Data to process:
##############################
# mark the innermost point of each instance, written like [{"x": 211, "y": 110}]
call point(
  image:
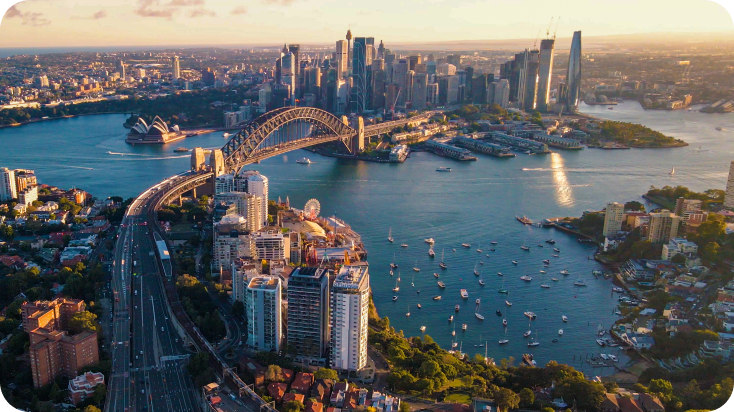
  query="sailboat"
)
[{"x": 442, "y": 265}]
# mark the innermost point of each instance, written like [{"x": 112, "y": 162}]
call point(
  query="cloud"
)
[
  {"x": 239, "y": 10},
  {"x": 27, "y": 19},
  {"x": 201, "y": 13}
]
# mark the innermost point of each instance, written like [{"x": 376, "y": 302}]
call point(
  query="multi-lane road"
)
[{"x": 148, "y": 356}]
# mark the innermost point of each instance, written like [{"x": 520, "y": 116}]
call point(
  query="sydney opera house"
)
[{"x": 157, "y": 133}]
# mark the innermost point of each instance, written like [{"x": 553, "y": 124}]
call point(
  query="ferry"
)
[{"x": 524, "y": 220}]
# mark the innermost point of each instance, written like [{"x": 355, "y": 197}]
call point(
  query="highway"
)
[{"x": 148, "y": 356}]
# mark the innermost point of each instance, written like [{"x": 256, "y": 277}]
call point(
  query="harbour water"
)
[{"x": 476, "y": 202}]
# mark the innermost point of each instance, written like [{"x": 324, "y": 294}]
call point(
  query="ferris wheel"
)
[{"x": 312, "y": 209}]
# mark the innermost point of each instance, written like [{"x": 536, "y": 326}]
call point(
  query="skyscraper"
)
[
  {"x": 342, "y": 56},
  {"x": 547, "y": 48},
  {"x": 176, "y": 67},
  {"x": 573, "y": 78},
  {"x": 264, "y": 313},
  {"x": 613, "y": 219},
  {"x": 349, "y": 309},
  {"x": 728, "y": 199},
  {"x": 308, "y": 311}
]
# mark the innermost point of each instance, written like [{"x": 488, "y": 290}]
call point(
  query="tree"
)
[
  {"x": 274, "y": 373},
  {"x": 293, "y": 406},
  {"x": 325, "y": 373},
  {"x": 506, "y": 399},
  {"x": 527, "y": 397},
  {"x": 238, "y": 308},
  {"x": 82, "y": 321}
]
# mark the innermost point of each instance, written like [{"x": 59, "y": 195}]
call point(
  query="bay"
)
[{"x": 476, "y": 203}]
##############################
Your task: Down to the final line, restate the material above word for word, but omit its pictures.

Output for this exercise:
# mark the innermost point of each instance, written like [{"x": 211, "y": 110}]
call point(
  image:
  query="sailboat"
)
[{"x": 442, "y": 265}]
# mark the innermost point of each instance, written like [{"x": 112, "y": 162}]
call point(
  query="cloud"
)
[
  {"x": 239, "y": 10},
  {"x": 27, "y": 19},
  {"x": 201, "y": 13}
]
# mark the innermost point of each instance, written like [{"x": 376, "y": 302}]
call point(
  query="multi-lane road"
)
[{"x": 148, "y": 356}]
# mark the innermost point of each instance, written like [{"x": 520, "y": 116}]
call point(
  query="sydney opera house"
)
[{"x": 157, "y": 133}]
# mark the innermost point of each instance, written like [{"x": 553, "y": 124}]
call point(
  query="ferry"
)
[{"x": 524, "y": 220}]
# mark the innermost point of each instance, written like [{"x": 355, "y": 197}]
call point(
  query="highway"
)
[{"x": 148, "y": 356}]
# mark the innermost point of each instance, written like [{"x": 256, "y": 277}]
call point(
  query="harbour water"
)
[{"x": 476, "y": 202}]
# mark the innermost point of each instance, written like [{"x": 324, "y": 294}]
call point(
  query="ferris wheel"
)
[{"x": 312, "y": 209}]
# mark the innermost point of each instance, written like [{"x": 536, "y": 326}]
call point(
  query="skyscraper"
)
[
  {"x": 342, "y": 56},
  {"x": 547, "y": 48},
  {"x": 176, "y": 67},
  {"x": 573, "y": 78},
  {"x": 264, "y": 313},
  {"x": 613, "y": 219},
  {"x": 349, "y": 309},
  {"x": 728, "y": 199},
  {"x": 308, "y": 311}
]
# mark the innermost point of each instance, written like [{"x": 488, "y": 290}]
call point(
  query="tree"
)
[
  {"x": 274, "y": 373},
  {"x": 293, "y": 406},
  {"x": 325, "y": 373},
  {"x": 506, "y": 399},
  {"x": 527, "y": 397},
  {"x": 238, "y": 308},
  {"x": 82, "y": 321}
]
# mark the innermost point of each instance, written like [{"x": 59, "y": 195}]
call point(
  query="bay"
)
[{"x": 476, "y": 203}]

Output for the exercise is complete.